### EXCERPT TO READ
Forbes Medi-Tech expects Reducol revenue leap

By staff reporter

- Last updated on GMT

Related tags Nutrition

Canada's Forbes Medi-Tech has issued revenue guidance for 2006 that
shows an anticipated increase in sales of its Reducol
cholesterol-lowering ingredient of up to 67 percent.

Based on contracted and forecast amounts of Reducol for sale in the dietary supplements and functional foods markets, between C$6 and C$6.4 m in revenue is expected for 2006 - plus an additional $1 m from licensing and interest.

Approximate revenue for 2005 (excluding licensing and interest) was $3.9 million.

The impressive growth spurt for the ingredient is as sign of the times where dietary measures are taking center stage in cholesterol management.

"International demand for Reducol has continued to build while initial product launches in Europe containing the cholesterol-lowering ingredient have been well received by consumers,"​ said Charles Butt, present and CEO.

It also shows the Vancouver-based company has reached a stage where it can rely on its value-added ingredients over other operations. The guidance comes on the heels of the sale of its 50 per cent share in its unbranded phytosterols joint venture, Phyto-Source.

Forbes Medi-Tech's full year results are due out by the end of March.

Phyto-Source contributed around $17 m of the $21 m revenue for 2005. Even though Reductol is performing exceptionally, the sale of Phyto-Source is bound to make a dent in the short term.

### DATA UNDER STUDY
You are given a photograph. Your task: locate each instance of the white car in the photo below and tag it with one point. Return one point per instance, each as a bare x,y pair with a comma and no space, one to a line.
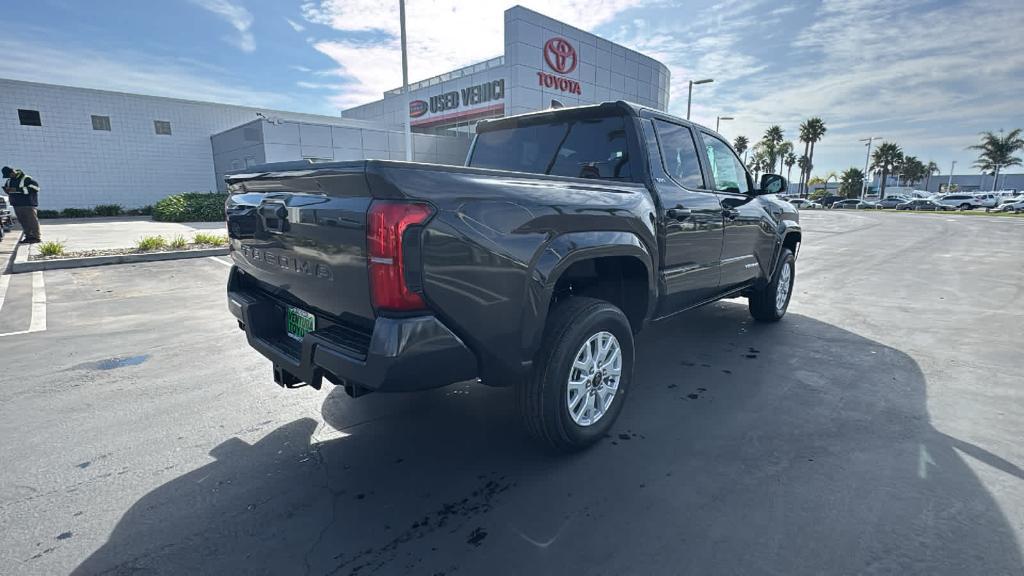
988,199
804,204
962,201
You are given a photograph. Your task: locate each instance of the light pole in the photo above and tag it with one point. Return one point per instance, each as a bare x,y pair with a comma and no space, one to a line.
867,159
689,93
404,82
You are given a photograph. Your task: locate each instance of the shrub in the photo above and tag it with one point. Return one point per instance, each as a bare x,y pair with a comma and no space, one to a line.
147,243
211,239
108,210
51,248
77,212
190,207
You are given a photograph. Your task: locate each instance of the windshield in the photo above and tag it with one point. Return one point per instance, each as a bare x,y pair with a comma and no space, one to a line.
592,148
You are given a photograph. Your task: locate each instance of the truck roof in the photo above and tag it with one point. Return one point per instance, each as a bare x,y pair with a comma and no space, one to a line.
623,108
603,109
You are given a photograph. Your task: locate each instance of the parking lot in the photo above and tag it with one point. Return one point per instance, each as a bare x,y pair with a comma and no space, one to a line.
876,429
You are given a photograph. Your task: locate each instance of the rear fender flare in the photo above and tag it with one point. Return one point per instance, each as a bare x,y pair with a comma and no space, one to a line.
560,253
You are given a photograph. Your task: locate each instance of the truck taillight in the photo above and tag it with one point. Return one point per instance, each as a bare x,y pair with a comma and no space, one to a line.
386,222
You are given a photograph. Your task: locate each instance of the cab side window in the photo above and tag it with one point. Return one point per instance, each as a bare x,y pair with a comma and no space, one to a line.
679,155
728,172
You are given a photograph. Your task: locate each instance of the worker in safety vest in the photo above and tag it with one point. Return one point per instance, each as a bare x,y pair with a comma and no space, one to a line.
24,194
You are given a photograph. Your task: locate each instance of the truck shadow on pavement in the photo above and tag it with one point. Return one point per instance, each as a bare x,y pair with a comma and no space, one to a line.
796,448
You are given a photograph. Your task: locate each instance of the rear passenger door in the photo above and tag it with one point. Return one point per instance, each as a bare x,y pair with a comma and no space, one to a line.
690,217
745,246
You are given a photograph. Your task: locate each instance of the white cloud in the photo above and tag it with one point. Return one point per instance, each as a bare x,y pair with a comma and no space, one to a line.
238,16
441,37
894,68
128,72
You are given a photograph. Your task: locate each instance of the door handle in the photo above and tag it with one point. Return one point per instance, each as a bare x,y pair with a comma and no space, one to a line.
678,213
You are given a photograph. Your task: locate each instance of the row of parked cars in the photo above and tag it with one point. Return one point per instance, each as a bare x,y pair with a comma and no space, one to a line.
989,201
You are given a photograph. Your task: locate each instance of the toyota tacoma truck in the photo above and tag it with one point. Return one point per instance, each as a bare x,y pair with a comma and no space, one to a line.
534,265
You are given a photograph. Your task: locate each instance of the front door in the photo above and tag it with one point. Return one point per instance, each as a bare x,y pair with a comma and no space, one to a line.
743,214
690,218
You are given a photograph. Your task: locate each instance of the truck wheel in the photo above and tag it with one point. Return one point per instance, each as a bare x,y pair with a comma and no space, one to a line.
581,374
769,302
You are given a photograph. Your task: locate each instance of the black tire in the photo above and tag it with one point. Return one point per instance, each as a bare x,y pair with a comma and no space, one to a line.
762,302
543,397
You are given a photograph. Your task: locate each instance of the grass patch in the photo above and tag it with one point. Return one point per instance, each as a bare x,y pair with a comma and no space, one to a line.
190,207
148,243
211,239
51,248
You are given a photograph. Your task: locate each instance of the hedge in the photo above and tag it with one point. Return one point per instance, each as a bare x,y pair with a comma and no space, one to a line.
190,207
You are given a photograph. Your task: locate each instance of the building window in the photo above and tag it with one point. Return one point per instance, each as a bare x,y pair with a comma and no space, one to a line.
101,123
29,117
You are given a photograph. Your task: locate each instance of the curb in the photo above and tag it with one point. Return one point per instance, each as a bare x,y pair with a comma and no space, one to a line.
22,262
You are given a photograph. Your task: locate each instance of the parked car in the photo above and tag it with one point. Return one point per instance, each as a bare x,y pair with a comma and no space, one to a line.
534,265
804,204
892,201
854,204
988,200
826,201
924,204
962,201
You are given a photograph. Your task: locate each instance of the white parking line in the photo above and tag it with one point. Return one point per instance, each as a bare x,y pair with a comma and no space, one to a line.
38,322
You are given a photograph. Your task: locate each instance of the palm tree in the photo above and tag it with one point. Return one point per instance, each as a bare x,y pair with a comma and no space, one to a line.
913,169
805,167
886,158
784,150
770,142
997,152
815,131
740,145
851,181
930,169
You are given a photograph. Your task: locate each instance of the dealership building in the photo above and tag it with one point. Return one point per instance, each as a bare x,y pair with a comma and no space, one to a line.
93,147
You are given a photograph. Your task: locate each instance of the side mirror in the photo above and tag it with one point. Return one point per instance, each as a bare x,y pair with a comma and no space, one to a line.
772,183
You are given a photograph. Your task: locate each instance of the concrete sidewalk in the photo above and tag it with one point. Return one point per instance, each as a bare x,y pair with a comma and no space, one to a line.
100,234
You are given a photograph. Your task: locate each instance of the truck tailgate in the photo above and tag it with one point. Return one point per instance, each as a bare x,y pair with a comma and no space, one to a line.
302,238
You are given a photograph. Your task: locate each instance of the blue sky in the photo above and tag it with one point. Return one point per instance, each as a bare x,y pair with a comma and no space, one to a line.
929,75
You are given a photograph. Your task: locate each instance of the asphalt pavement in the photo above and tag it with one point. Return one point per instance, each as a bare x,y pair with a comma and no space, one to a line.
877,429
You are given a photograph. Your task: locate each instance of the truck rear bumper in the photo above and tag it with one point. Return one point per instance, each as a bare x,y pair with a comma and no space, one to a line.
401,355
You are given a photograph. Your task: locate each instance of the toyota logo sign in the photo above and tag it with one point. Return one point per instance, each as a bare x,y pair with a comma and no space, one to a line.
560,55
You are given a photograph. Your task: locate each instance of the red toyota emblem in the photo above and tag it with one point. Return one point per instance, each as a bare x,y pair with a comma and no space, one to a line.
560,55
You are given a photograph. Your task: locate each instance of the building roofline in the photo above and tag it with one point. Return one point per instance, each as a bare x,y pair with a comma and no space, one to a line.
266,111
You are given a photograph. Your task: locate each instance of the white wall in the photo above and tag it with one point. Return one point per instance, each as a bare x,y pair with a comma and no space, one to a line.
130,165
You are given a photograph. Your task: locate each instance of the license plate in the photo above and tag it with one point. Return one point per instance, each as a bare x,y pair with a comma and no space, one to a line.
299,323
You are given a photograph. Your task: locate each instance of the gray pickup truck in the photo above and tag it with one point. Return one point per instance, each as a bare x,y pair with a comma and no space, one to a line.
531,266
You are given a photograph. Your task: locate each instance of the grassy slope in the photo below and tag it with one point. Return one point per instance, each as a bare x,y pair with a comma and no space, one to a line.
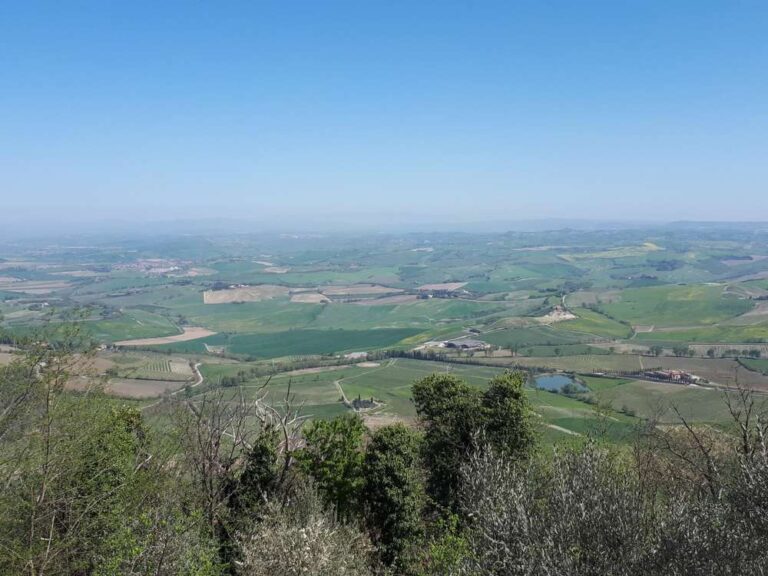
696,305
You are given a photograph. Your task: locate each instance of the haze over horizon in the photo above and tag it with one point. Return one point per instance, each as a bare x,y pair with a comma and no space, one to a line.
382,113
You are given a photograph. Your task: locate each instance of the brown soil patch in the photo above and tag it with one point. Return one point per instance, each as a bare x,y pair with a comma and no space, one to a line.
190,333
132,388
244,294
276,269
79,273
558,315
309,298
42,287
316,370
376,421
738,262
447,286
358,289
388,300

### EXERCISE A
In the Reducol revenue article, begin at the words "Phyto-Source contributed around" and stop after "the short term.", switching "short term" to "near term".
### EXERCISE B
Check each statement against the Reducol revenue article, answering yes or no and quoting the words that decide it: (i) Reducol revenue for 2005, excluding licensing and interest, was about $3.9 million. (ii) Forbes Medi-Tech is based in Toronto. (iii) The company's full year results are due out by the end of March.
### EXERCISE C
Please extend the Reducol revenue article beyond its final sentence.

### TASK RESPONSE A
Phyto-Source contributed around $17 m of the $21 m revenue for 2005. Even though Reductol is performing exceptionally, the sale of Phyto-Source is bound to make a dent in the near term.

### TASK RESPONSE B
(i) Yes: "Approximate revenue for 2005 (excluding licensing and interest) was $3.9 million."
(ii) No: "the Vancouver-based company"
(iii) Yes: "Forbes Medi-Tech's full year results are due out by the end of March."

### TASK RESPONSE C
A bold move, then, but the company is looking to its long-term future. When announcing the completion of the sale to former joint venture partner Chusei (USA), Butt said: "We believe that owning an interest in a sterol manufacturing facility is no longer critical to Forbes' business strategy of developing and marketing a continuum of products for the prevention and treatment of cardiovascular disease.">

"The completion of this transaction represents a significant step in strengthening our balance sheet and solidifying our position as a life sciences company dedicated to the prevention and treatment of cardiovascular disease.

"Moving forward, we will continue to build revenue from our value-added ingredient business with cholesterol-lowering Reducol at the forefront."

The US$25 m received for the sale will be devoted to the development of more branded nutraceutical ingredients, but details have not been released at this time.

The cholesterol-lowering drug code-named FMVP4 is currently in phase II trials, which are expected to complete in Q3.